* Begin Reading text *

Nowadays, as application programs have lots of feature, it is not easy to find vulnerabilities by simply analyzing codes or binaries. Fuzzing can be an efficient way of finding software vulnerabilities. However, there was no fuzzer that targeted Lua. We needed to implement our own Lua fuzzer. Thorugh trial and error, we developed a fuzzer that aims at Lua interpreter. It was not an easy task. We hope some readers to improve our fuzzer to discover hidden vulnerabilities in Lua!
1. Fuzzing for interpreter target (Background)
1. Byte-level Fuzzer
It’s a basic mutation technique of fuzzing and is a technique of applying mutation to each byte as an input value. If there is an input value of syntax as shown in Figure 1, as a result, 1 byte of mutation may be applied.
Figure. 1
However, if mutated in this way, non-printable data may be included because the byte range values (0x00~0xff) are random, and as a result, there is a high probability that an invalid syntax will be generated, so running it on an interpreter will be treated as a syntax error. therefore, it is so hard to apply mutation technique in interperter fuzzing.
In conclusion, byte-level fuzzing may be a good technique in certain programs, but it is not an efficient technique in interpreters.
2. Grammar Based Fuzzer
Grammar-based fuzzing is a common technique for fuzzing interpreter languages. The language Grammar can be specified, and mutation can be applied according to Grammar. However, there were limitations to this technique.
a. Only the bugs that match the grammar can be found. That is, only the bugs matching the syntax can be found.
b. For the same reason as 1, Because mutation is attempted by grammar, an input value with an invalid syntax cannot be generated.
In fact, there was an example of triggering out-of-bound write through a semantic error in Chromium Issue.
Figure. 2
In conclusion, grammar-based fuzzing is a good technique for fuzzing the interpreter language. However, there are things that are missed because they cannot escape from the form grammar. (still missing part of the stack)

* End Reading text *
* Begin Material provided *

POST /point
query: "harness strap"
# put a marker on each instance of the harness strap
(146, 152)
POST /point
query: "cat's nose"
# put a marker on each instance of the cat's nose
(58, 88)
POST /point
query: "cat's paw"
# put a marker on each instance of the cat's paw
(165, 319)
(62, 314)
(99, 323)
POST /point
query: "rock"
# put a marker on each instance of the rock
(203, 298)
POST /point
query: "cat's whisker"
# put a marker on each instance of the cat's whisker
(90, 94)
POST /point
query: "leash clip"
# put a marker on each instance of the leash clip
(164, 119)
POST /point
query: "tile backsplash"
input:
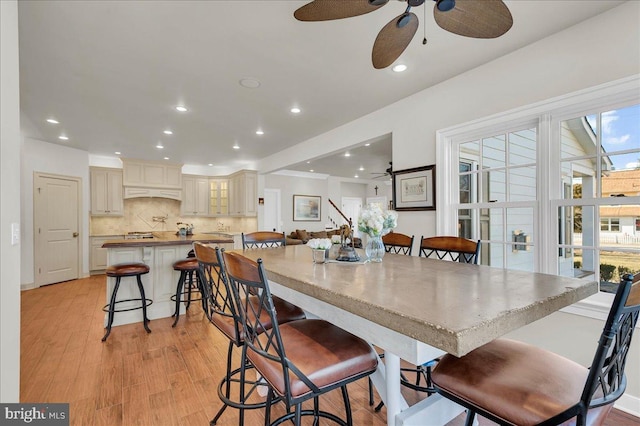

* End Material provided *

▶ [Tasks to complete]:
1. According to the fuzzing text, why is byte-level fuzzing inefficient for interpreters? Answer in one to three sentences.
2. Rescale the records by repeating all of their lines, requests included, with every coordinate in the answers multiplied by 1.05 and rounded to the nearest whole number, halves rounded up. Leave the pictures out.
The fuzzing text and the records are unrelated pieces of material.

▶ [Worked solutions]:
1. Byte-level fuzzing mutates bytes with random values across the full range 0x00 to 0xff, so non-printable data may enter the input. This makes invalid syntax highly likely, and the interpreter then treats the input as a syntax error.

2.
POST /point
query: "harness strap"
# put a marker on each instance of the harness strap
(153, 160)
POST /point
query: "cat's nose"
# put a marker on each instance of the cat's nose
(61, 92)
POST /point
query: "cat's paw"
# put a marker on each instance of the cat's paw
(173, 335)
(65, 330)
(104, 339)
POST /point
query: "rock"
# put a marker on each instance of the rock
(213, 313)
POST /point
query: "cat's whisker"
# put a marker on each instance of the cat's whisker
(95, 99)
POST /point
query: "leash clip"
# put a marker on each instance of the leash clip
(172, 125)
POST /point
query: "tile backsplash"
input:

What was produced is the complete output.